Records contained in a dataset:

☆ ☆ ☆ ☆ ☆

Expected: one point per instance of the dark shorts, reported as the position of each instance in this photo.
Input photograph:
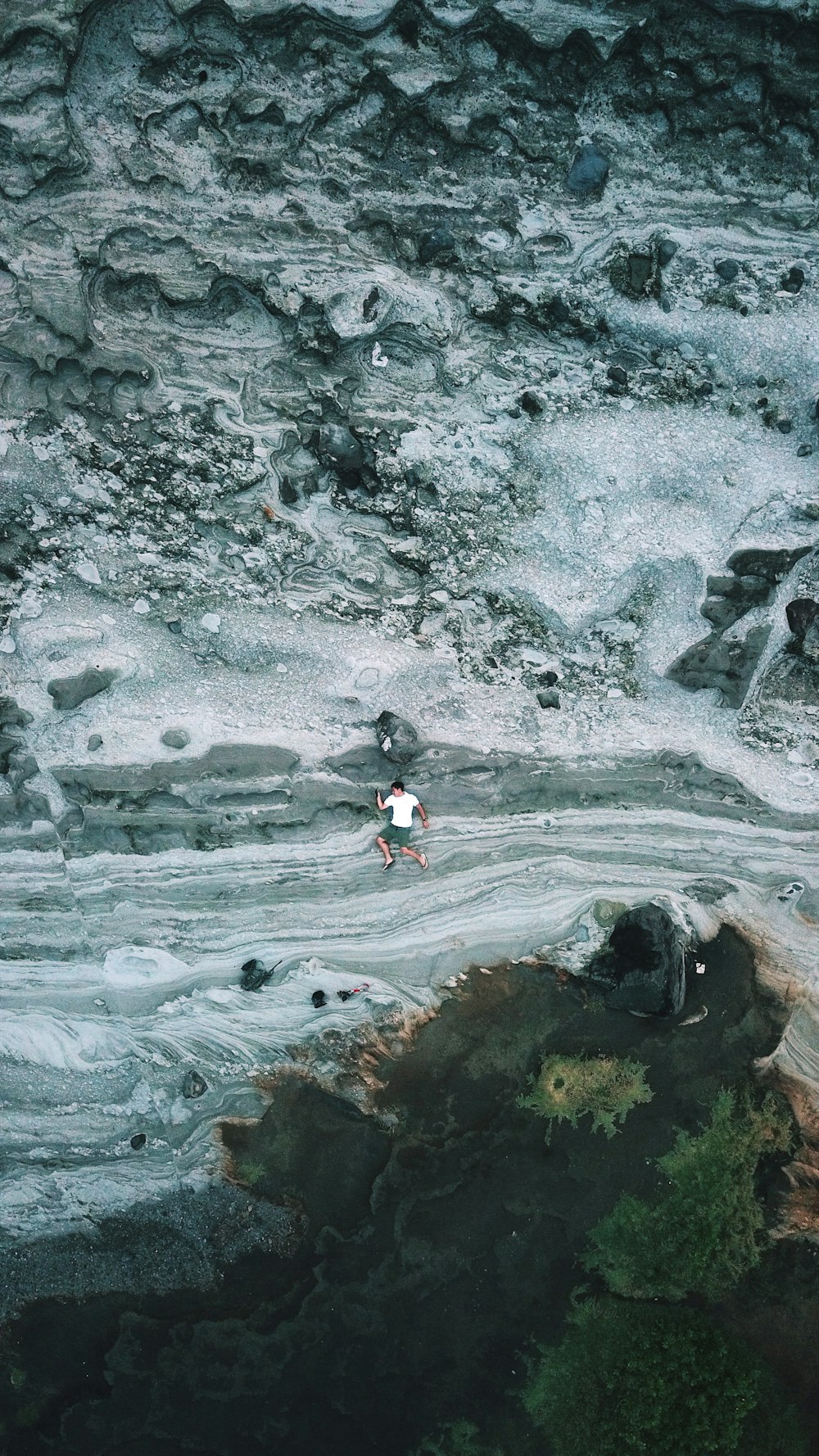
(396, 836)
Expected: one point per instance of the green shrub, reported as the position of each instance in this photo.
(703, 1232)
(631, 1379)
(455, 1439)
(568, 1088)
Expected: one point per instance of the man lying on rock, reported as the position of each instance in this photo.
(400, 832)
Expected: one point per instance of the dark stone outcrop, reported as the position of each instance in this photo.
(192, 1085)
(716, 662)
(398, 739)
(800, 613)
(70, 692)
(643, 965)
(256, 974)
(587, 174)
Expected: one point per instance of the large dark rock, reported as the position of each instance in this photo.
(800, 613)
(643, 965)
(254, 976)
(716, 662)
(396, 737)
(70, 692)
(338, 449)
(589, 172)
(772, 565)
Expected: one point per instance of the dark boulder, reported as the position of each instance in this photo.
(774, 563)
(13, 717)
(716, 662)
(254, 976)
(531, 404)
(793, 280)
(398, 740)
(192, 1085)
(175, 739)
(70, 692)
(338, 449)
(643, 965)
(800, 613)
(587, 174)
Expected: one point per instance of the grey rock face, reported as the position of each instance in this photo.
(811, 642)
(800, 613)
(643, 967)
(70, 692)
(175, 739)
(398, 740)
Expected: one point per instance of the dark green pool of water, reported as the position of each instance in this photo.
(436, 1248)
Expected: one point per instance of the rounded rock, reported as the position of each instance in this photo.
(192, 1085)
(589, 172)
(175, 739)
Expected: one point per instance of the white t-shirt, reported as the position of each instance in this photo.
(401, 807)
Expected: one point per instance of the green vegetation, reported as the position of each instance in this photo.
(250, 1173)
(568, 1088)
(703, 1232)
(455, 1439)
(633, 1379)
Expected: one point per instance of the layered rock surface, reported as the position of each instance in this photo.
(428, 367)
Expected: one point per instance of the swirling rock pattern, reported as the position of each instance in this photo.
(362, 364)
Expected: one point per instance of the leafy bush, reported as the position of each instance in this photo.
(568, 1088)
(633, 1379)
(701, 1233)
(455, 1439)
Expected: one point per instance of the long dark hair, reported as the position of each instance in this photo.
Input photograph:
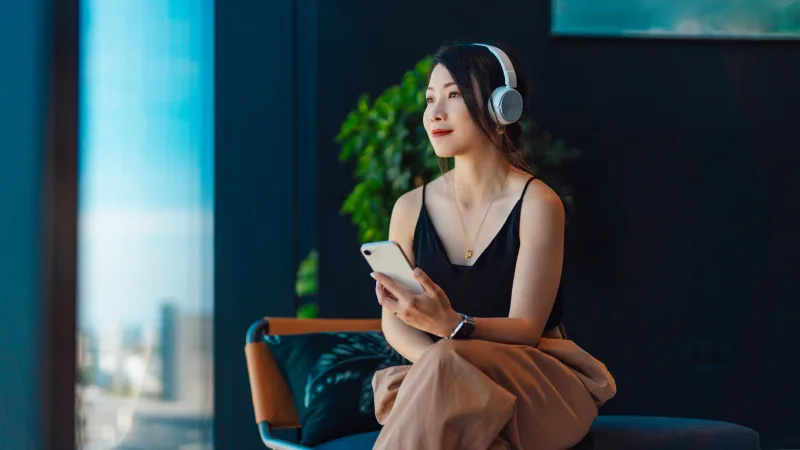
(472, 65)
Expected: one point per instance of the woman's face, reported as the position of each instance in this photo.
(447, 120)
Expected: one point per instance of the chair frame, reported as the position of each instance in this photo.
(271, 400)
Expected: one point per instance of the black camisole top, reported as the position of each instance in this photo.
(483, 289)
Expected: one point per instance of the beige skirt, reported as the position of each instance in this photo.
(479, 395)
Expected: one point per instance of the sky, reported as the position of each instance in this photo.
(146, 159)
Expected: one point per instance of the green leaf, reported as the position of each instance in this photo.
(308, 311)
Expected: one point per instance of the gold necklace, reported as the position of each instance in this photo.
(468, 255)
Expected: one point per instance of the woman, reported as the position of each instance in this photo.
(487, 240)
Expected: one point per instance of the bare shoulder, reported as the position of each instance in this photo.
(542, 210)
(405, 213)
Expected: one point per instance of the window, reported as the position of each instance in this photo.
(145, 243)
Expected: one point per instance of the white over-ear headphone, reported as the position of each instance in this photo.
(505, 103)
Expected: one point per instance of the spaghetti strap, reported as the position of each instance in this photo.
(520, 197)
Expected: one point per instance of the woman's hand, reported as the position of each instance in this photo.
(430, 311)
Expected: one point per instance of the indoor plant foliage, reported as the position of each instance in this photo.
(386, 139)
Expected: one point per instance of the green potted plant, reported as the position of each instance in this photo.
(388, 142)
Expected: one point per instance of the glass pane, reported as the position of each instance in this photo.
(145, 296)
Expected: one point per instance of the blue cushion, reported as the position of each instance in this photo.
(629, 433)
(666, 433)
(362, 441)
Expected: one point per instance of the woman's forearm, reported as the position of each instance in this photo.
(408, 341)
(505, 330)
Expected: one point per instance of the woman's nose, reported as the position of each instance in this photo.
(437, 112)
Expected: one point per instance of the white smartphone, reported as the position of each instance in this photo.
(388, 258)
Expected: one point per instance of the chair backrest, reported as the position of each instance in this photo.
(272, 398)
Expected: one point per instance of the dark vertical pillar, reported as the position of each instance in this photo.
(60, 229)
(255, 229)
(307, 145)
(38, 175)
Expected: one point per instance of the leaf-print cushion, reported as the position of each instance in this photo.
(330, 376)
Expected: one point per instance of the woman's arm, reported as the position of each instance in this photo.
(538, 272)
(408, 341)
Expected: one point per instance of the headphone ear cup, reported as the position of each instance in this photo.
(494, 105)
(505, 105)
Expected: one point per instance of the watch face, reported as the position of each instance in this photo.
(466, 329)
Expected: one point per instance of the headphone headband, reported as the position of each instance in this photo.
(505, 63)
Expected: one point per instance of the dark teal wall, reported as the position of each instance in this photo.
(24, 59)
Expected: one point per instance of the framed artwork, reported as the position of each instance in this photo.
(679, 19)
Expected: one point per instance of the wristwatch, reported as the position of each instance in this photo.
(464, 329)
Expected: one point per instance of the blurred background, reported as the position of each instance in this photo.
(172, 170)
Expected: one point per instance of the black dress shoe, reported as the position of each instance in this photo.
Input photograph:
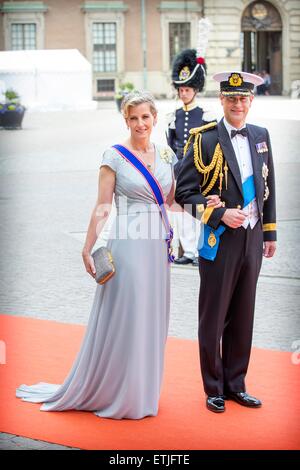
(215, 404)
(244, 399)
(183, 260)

☆ ☆ ☆ ☆ ☆

Every record is to be reproduced exactly, with no pictures included.

» PROBLEM SOLUTION:
Expected: one point per instance of the dark shorts, reported as the position of each instance in this photo.
Input photograph:
(396, 836)
Expected: one point per instance of the green shrub, reported as the position of each instance in this photo.
(703, 1232)
(631, 1379)
(455, 1439)
(568, 1088)
Expected: one point per instance of the man lying on rock, reported as the position of each instance in this photo.
(400, 832)
Expected: one point per instance of the dark stone outcrop, reported as the position of each instance in this photo.
(192, 1085)
(716, 662)
(398, 739)
(800, 613)
(70, 692)
(643, 965)
(256, 974)
(587, 174)
Expected: one point per instance of the large dark rock, reported as the position of each instance in this photo.
(800, 613)
(643, 965)
(254, 976)
(716, 662)
(396, 737)
(70, 692)
(338, 449)
(589, 172)
(772, 565)
Expected: one point per instance of the dark boulder, reported as the position of each instance in this photo.
(774, 563)
(13, 717)
(716, 662)
(254, 976)
(531, 404)
(793, 280)
(398, 740)
(192, 1085)
(175, 739)
(70, 692)
(338, 449)
(643, 965)
(800, 613)
(587, 174)
Expected: one point per instance of the grey rock face, reported as the position of each instance in this photo.
(811, 642)
(800, 613)
(643, 967)
(70, 692)
(175, 739)
(398, 740)
Expected: one point per instance of the dark green pool of water, reported as the position of each instance in this photo.
(436, 1248)
Expected: one point per instance of the rounded rock, reported as the position of each instance in this photo.
(192, 1085)
(589, 172)
(175, 739)
Expected: one point per instance of the white t-shirt, reported as the position of each instance in this photo.
(401, 807)
Expected: one point per instance of the green vegetation, reported as the position of each instance in this photo.
(250, 1173)
(568, 1088)
(703, 1232)
(455, 1439)
(633, 1379)
Expected: one point per instance of the layered rock surface, reported as the position of each instance in this photo.
(428, 367)
Expected: one point per instance of the swirling rock pattern, reported as the position of each instance in this photo.
(362, 364)
Expected: one point per instance of the leafy bush, reported as the position of each instance in this photo.
(568, 1088)
(633, 1379)
(701, 1233)
(455, 1439)
Expected: one point per instance of the long dark hair, reported as the position of each instance in this photo.
Input photograph:
(472, 65)
Expected: one point per instance of the woman's face, reported as the position of each instance in this photo.
(447, 120)
Expected: one point per instance of the chair frame, reported as the position of each instance in this photo.
(271, 400)
Expected: one point per instance of the black camisole top, reported as the position of each instance in this photo.
(483, 289)
Expected: one point per instance of the beige skirt, reported as the position of each instance in this photo.
(479, 395)
Expected: one point per instance of the sky, reported as the position of each instance in this photo.
(146, 159)
Expected: one point per instance of the green leaf, reported as the position of each instance in this photo.
(308, 311)
Expected: one point per instance of the gold necklace, reported as the position of each instance in this photo.
(468, 255)
Expected: one point per instance of the woman, reported as the position of each instance in this photo.
(487, 240)
Expected: one point per instance of the bare shoulder, reported as the position of each instance in this photo.
(542, 210)
(405, 213)
Expected: one point per instance of the window, reported as the position of each instance in this photo.
(145, 243)
Expected: one point per instance of the white over-ear headphone, reported as the position of each instance in this photo.
(505, 103)
Expected: one point per instance of the spaghetti strap, reported as the position of each instance in this photo.
(520, 197)
Expected: one point per instance of the woman's hand, reported as the position of each instance in this photo.
(430, 311)
Expected: one point per instance of the indoor plant foliage, reported as the position of each instance in this photo.
(386, 139)
Expected: one point per instance of the green potted plant, reported as the position of each instance in this photo.
(388, 142)
Expected: one point per instance of the glass pane, reported as the position of each instance in this photo.
(145, 296)
Expected: one point per instance of the blue cushion, reported as the position of each instance in this photo.
(629, 433)
(666, 433)
(362, 441)
Expected: one point per instance of the woman's forearm, reported as the position of each instance in this photo.
(408, 341)
(505, 330)
Expected: one point per instance of the woman's nose, reported as the position of each instance in this photo.
(437, 112)
Expected: one point per instance of the white smartphone, reported as the position of each instance in this photo.
(388, 258)
Expected: one point per instance of the chair backrest, reported as the position of each instance in this photo.
(272, 398)
Expected: one point per instance of the dark vertical pillar, reported as the position of each instance in this photo.
(60, 229)
(255, 229)
(307, 145)
(38, 175)
Expected: one point per instance of the leaf-print cushion, reported as the position of each instance in this photo.
(330, 376)
Expected: one point per instance of the woman's arm, reported as the position of each instance in this photo.
(538, 272)
(408, 341)
Expected: one point per instance of the headphone ear cup, reported as the position of each instance in this photo.
(494, 105)
(505, 105)
Expected: one point per instance of the watch face, reported as the position of each instance in this photo.
(466, 329)
Expected: one point per instance of the headphone headband, reported as the position of each instance in this photo.
(505, 63)
Expected: one point per instance of the dark teal wall, reported as the position of each instance in this photo.
(24, 59)
Expected: one point per instance of the framed artwork, reported as the position of each instance in this photo.
(679, 19)
Expected: one point per instance of the wristwatch, reported as the position of each instance in this photo.
(464, 329)
Expected: one point per instance of the blurred background, reported as the position of each instance in this photo.
(172, 170)
Expected: one point per instance of the black dress shoe, reported as the position of each instance in this photo.
Input photograph:
(215, 404)
(244, 399)
(183, 260)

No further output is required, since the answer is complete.